▶ **What is needed**: Copy the material from the line containing "Can you locate the grassy" through its end, both included, and offset every coordinate in the answer points by 88. Leave the pictures out.

────────────────────────────────────────

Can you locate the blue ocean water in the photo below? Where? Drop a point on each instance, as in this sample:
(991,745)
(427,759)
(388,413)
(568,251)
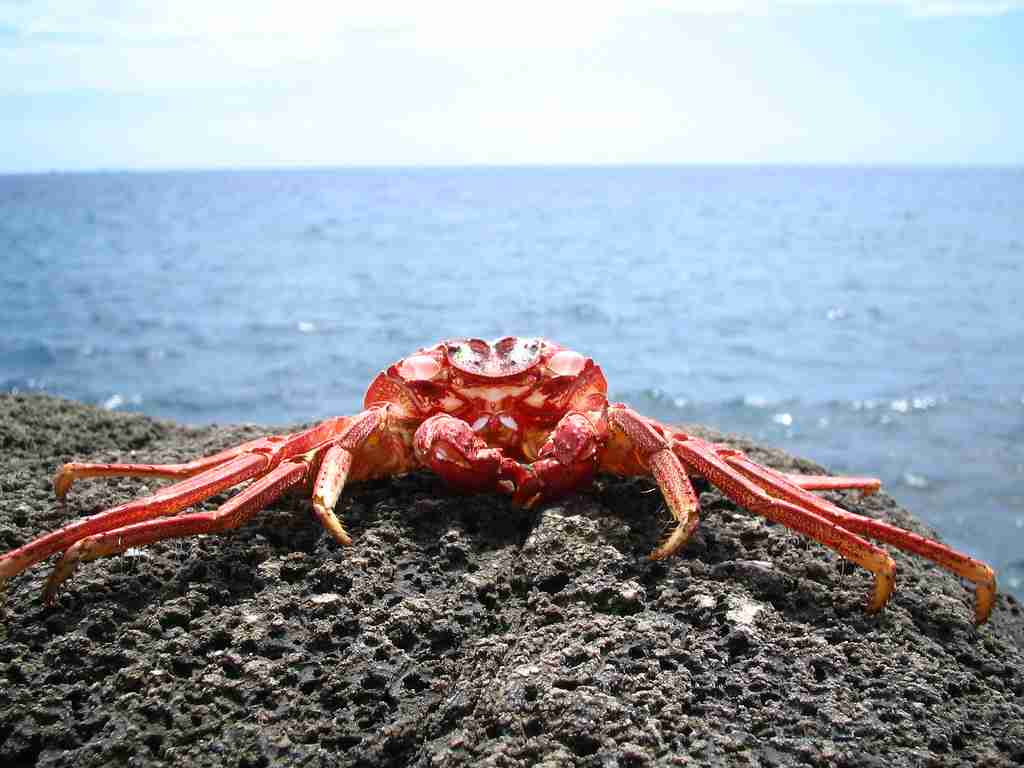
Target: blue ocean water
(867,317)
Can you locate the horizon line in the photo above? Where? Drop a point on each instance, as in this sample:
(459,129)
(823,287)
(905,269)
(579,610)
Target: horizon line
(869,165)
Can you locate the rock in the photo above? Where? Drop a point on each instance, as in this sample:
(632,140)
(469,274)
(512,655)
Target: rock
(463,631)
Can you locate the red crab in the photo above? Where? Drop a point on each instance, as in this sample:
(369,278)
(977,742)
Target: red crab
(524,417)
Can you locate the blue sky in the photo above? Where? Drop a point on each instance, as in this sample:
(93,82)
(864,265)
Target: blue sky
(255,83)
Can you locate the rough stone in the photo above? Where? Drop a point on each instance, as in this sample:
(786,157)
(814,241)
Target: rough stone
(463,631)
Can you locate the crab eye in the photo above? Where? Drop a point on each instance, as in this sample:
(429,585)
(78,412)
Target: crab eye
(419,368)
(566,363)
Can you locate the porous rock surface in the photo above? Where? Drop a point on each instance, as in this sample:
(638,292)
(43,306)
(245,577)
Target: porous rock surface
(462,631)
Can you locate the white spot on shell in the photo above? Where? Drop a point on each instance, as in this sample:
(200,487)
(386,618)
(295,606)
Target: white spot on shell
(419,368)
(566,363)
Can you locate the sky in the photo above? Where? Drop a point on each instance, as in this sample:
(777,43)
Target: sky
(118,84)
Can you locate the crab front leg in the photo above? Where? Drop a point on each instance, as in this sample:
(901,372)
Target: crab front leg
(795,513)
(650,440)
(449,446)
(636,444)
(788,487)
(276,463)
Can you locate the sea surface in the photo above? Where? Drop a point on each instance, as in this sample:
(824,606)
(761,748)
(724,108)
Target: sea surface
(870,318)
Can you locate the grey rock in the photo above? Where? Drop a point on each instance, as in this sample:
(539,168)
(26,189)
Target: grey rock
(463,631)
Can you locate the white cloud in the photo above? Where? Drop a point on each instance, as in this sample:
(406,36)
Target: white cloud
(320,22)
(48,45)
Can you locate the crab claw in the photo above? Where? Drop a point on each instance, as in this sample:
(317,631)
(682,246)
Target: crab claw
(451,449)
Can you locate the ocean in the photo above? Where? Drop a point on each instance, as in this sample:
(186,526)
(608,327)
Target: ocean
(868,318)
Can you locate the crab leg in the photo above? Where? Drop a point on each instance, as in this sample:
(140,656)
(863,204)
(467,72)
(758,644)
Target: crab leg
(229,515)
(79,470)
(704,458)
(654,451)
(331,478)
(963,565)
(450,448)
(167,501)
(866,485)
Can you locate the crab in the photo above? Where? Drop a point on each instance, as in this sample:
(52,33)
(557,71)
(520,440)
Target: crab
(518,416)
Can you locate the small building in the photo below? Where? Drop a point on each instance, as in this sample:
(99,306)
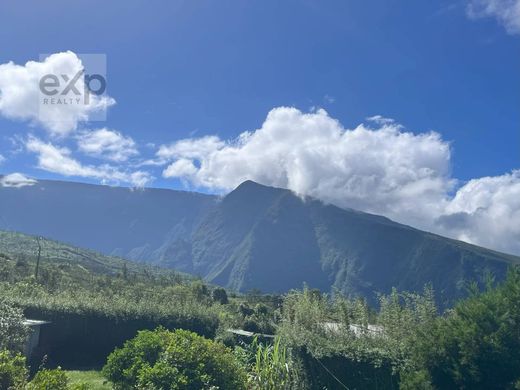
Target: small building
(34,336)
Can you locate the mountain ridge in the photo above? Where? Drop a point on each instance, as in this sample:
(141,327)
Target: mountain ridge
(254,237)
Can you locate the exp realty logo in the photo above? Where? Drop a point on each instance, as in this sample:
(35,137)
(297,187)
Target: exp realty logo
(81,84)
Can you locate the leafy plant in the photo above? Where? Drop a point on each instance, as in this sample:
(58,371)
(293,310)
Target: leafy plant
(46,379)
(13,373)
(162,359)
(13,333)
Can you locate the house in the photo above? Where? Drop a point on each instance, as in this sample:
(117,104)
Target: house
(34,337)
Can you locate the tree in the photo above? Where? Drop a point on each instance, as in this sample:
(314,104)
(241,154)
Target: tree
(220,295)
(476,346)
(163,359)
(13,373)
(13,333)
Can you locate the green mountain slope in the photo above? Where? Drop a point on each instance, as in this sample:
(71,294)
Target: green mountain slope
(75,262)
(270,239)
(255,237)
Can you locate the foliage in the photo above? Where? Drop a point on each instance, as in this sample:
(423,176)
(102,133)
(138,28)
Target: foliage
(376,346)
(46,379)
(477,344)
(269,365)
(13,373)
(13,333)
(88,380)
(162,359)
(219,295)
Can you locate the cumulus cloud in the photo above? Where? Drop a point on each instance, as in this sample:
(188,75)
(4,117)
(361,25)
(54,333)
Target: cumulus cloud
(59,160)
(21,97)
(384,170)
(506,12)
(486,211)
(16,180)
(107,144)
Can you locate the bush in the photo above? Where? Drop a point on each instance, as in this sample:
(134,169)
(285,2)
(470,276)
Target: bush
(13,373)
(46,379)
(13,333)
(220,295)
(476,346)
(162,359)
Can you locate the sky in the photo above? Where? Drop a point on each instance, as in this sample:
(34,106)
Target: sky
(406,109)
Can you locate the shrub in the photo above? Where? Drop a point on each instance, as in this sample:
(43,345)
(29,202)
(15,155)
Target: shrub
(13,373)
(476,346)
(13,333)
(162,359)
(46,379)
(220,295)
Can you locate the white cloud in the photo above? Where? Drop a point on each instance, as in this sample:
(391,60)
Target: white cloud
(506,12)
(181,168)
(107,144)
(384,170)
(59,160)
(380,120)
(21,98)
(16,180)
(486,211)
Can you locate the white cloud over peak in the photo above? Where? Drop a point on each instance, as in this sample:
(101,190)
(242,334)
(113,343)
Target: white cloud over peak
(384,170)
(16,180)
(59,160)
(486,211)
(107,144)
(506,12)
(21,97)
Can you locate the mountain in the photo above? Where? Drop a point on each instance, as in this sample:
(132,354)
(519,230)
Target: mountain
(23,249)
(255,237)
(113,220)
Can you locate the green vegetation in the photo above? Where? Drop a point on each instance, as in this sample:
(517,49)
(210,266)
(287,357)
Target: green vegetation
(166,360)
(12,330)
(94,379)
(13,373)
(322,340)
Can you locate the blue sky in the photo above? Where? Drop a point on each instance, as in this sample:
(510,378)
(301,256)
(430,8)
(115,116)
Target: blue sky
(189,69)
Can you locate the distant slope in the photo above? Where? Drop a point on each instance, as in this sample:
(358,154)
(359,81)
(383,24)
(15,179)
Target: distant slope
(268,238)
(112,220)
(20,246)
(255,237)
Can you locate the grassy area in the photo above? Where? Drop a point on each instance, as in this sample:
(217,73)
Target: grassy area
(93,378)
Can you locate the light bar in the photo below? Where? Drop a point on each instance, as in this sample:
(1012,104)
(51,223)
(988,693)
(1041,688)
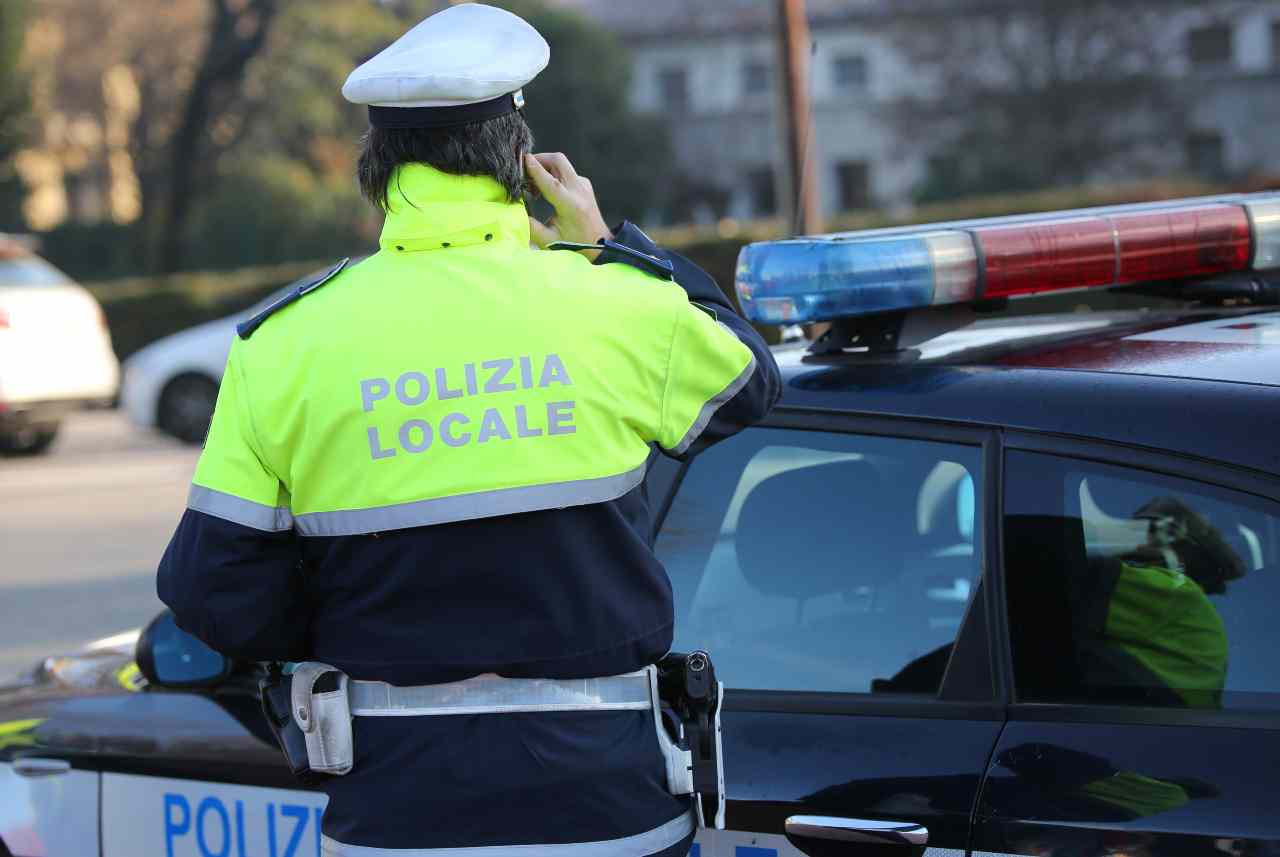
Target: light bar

────────────────────────────────────────

▶ **Output of the task**:
Can you locate the grassy area in the photo above? Where? Drop a point on each instance, as in this sample:
(217,73)
Target: grassy area
(181,466)
Can you locate the light bar in the photo below? Where? Drop a point on each instance, as in this sample:
(1012,104)
(51,223)
(988,693)
(1041,688)
Target: light bar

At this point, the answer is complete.